▶ **Aim**:
Return every line of the items that contains the word "blue". Case counts.

▶ **Material for the task**:
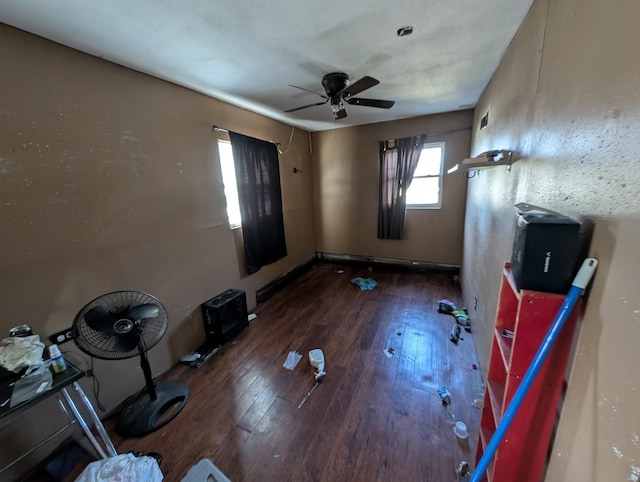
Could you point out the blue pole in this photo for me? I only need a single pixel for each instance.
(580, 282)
--
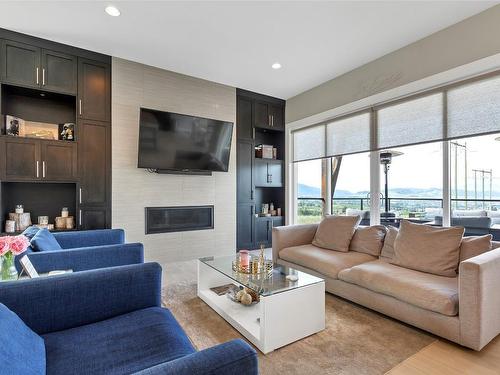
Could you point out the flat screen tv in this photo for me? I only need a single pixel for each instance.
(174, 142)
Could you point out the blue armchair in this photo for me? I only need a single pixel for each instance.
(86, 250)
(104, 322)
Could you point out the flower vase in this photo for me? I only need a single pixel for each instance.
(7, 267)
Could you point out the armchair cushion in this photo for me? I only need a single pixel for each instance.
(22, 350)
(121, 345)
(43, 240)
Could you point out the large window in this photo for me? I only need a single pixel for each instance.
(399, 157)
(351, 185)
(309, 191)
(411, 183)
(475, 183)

▶ **Result of the task**:
Could you point out the blue pole in this photo for me? I only need a single pixel for each instance.
Could you point out the blue armchair in this photo for me? I only need a single pixel for each instance.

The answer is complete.